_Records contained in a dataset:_
★ ★ ★

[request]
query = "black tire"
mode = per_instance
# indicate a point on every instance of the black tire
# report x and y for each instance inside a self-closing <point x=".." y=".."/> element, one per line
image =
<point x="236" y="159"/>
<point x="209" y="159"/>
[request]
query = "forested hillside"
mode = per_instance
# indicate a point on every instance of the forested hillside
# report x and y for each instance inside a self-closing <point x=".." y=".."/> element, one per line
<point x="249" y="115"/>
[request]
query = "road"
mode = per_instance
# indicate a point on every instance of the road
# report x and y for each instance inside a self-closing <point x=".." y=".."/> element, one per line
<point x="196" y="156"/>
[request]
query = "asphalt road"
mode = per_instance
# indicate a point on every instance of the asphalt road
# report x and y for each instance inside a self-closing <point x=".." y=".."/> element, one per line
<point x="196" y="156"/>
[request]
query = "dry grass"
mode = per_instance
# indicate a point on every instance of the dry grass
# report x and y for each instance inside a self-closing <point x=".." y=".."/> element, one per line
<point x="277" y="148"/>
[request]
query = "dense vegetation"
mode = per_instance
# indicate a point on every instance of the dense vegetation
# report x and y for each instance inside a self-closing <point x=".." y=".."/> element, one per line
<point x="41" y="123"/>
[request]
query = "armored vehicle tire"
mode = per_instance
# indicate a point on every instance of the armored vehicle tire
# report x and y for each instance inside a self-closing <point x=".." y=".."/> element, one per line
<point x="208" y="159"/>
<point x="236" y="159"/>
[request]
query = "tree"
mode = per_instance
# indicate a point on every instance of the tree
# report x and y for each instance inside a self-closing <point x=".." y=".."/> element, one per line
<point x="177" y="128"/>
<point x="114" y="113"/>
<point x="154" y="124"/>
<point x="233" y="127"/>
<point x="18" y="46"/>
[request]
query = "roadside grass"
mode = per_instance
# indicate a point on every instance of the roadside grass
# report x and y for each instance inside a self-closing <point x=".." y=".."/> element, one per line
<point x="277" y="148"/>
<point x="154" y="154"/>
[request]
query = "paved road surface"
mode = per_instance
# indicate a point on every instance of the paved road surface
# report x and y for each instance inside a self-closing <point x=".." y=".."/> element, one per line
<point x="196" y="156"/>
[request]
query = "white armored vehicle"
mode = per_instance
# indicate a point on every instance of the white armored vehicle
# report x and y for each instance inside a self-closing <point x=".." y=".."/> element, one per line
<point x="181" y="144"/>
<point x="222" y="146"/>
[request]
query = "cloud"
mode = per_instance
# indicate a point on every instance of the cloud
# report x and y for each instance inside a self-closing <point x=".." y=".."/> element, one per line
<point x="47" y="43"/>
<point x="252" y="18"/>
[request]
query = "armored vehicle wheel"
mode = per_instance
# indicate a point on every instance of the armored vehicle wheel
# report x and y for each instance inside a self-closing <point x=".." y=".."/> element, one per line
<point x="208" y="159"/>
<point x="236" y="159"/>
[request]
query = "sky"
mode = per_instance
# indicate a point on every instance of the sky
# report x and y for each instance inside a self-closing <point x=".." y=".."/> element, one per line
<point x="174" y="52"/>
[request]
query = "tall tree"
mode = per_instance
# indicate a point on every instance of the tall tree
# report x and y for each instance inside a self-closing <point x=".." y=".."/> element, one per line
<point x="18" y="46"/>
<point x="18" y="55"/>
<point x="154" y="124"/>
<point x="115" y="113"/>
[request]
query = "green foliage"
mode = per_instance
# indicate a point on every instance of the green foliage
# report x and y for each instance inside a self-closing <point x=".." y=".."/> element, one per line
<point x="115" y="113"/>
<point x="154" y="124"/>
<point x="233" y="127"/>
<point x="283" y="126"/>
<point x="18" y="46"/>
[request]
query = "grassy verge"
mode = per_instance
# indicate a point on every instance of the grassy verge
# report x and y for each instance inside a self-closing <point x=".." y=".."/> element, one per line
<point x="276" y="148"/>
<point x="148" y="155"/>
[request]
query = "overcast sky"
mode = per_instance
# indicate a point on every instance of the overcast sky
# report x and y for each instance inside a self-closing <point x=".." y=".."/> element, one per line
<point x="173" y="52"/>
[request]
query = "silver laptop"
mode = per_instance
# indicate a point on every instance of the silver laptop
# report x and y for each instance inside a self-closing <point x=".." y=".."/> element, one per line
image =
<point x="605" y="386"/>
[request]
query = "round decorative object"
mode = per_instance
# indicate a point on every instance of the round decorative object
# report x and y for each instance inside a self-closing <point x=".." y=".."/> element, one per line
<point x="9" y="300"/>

★ ★ ★

_Work order:_
Reproduce all of the data. Leave every line unchanged.

_Problem solution:_
[request]
query = "black tire"
mode = per_instance
# indicate a point on every instance of the black tire
# report x and y for each instance inside a self-closing <point x=".." y=".."/> element, one per line
image =
<point x="236" y="159"/>
<point x="209" y="159"/>
[request]
query = "forested hillside"
mode = per_instance
# indicate a point on every instance of the forested hillside
# report x and y for each instance inside a self-closing <point x=".." y=".."/> element, one per line
<point x="249" y="115"/>
[request]
query = "road"
mode = per_instance
# indicate a point on every instance of the road
# report x and y for each instance inside a self-closing <point x=".." y=".."/> element, one per line
<point x="196" y="156"/>
[request]
query = "asphalt road"
mode = per_instance
# indicate a point on every instance of the asphalt road
# report x and y for each instance inside a self-closing <point x=".." y=".."/> element, one per line
<point x="196" y="156"/>
[request]
query = "dry grass"
mode = per_instance
# indicate a point on every instance of the dry grass
# report x and y for each instance inside a self-closing <point x=".." y=".."/> element, one per line
<point x="277" y="148"/>
[request]
query = "dense vegetation"
mode = per_instance
# indicate a point on every instance of the dense vegetation
# report x and y for each instance inside a self-closing <point x=".." y=".."/> element, one per line
<point x="41" y="123"/>
[request]
query = "armored vehicle tire"
mode = per_instance
# indicate a point on every instance of the armored vehicle tire
# report x and y for each instance inside a self-closing <point x=".." y=".."/> element, one per line
<point x="208" y="159"/>
<point x="236" y="159"/>
[request]
query = "tree"
mode = per_instance
# indicate a point on every instance of the tree
# report x and y for each instance inside a self-closing <point x=".." y=".."/> element, one per line
<point x="177" y="128"/>
<point x="114" y="113"/>
<point x="154" y="124"/>
<point x="233" y="127"/>
<point x="18" y="46"/>
[request]
query = "roadside grass"
mode = per_instance
# indicate a point on every instance of the roadside grass
# report x and y for each instance inside a self-closing <point x=".." y=".."/> element, one per line
<point x="277" y="148"/>
<point x="154" y="154"/>
[request]
query = "paved road surface"
mode = per_instance
# indicate a point on every instance of the paved road surface
# report x and y for each instance inside a self-closing <point x=".." y=".."/> element, one per line
<point x="196" y="156"/>
[request]
query = "white armored vehicle"
mode = per_instance
# indicate a point on every instance of the white armored vehicle
# report x and y for each instance inside a self-closing <point x=".." y=".."/> element, one per line
<point x="181" y="144"/>
<point x="222" y="146"/>
[request]
query = "cloud"
mode = per_instance
# indicate a point on every instance of the cloud
# report x and y for each instance inside a self-closing <point x=".." y=".."/> element, one per line
<point x="47" y="43"/>
<point x="252" y="18"/>
[request]
query = "armored vehicle wheel"
mode = per_instance
# indicate a point on every instance of the armored vehicle wheel
# report x and y for each instance inside a self-closing <point x=".." y=".."/> element, one per line
<point x="208" y="159"/>
<point x="236" y="159"/>
[request]
query = "sky"
mode = per_instance
# indicate a point on every instance of the sky
# report x and y for each instance inside a self-closing <point x=".." y=".."/> element, one per line
<point x="174" y="52"/>
[request]
query = "tall tree"
mode = per_instance
# indicate a point on every instance of the tall tree
# report x and y for each instance inside a self-closing <point x=".." y=".."/> element, one per line
<point x="18" y="46"/>
<point x="18" y="55"/>
<point x="154" y="124"/>
<point x="115" y="113"/>
[request]
query = "green foliage"
mode = per_instance
# indicate a point on every instance of the green foliage
# report x and y for each instance inside a self-closing <point x=".." y=".."/> element, one per line
<point x="115" y="113"/>
<point x="154" y="124"/>
<point x="233" y="127"/>
<point x="283" y="126"/>
<point x="18" y="46"/>
[request]
query = "grassy verge"
mode = per_instance
# indicate a point on every instance of the grassy verge
# report x and y for each instance inside a self-closing <point x=".." y=".."/> element, one per line
<point x="276" y="148"/>
<point x="148" y="155"/>
[request]
query = "overcast sky"
mode = per_instance
# indicate a point on every instance of the overcast sky
# report x and y for each instance inside a self-closing <point x=".." y=".."/> element, one per line
<point x="173" y="52"/>
[request]
query = "silver laptop"
mode = per_instance
# indicate a point on every instance of the silver laptop
# report x and y for each instance inside a self-closing <point x=".." y=".."/> element, one per line
image =
<point x="605" y="386"/>
[request]
query = "round decorative object"
mode = per_instance
# indicate a point on every instance of the round decorative object
# report x and y for each instance inside a self-closing <point x=".." y=".."/> element, one per line
<point x="9" y="300"/>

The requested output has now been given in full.